* _SOURCE EXTRACT_:
-.-.-

Prior to joining the Hells Angels Woolley's mentor Boucher was in a smaller motorcycle gang called the "SS", which had an explicit white supremacist ideology.

-.-.-

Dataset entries
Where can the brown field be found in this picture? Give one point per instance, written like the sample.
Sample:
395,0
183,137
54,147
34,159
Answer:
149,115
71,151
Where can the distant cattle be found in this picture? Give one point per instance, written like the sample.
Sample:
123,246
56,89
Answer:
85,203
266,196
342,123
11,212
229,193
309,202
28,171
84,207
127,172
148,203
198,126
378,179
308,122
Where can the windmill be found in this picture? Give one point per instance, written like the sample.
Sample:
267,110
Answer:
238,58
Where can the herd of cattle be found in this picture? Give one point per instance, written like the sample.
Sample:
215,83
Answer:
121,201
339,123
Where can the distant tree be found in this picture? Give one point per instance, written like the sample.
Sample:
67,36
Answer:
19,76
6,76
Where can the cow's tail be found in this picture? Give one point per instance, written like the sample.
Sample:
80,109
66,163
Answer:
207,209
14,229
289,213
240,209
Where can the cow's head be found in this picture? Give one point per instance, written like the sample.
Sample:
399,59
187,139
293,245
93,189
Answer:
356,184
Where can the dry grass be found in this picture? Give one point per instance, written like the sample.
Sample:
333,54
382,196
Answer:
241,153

-.-.-

Decide whether each statement agrees with the Boucher passage, answering yes or no and quoting the words that decide it: (a) Boucher was in the "SS" before he joined the Hells Angels; (b) the "SS" was a larger gang than the Hells Angels; (c) the "SS" had an explicit white supremacist ideology. Please rely only on the Boucher passage when you respond.

(a) Yes: "Prior to joining the Hells Angels Woolley's mentor Boucher was in"
(b) No: "a smaller motorcycle gang"
(c) Yes: "which had an explicit white supremacist ideology"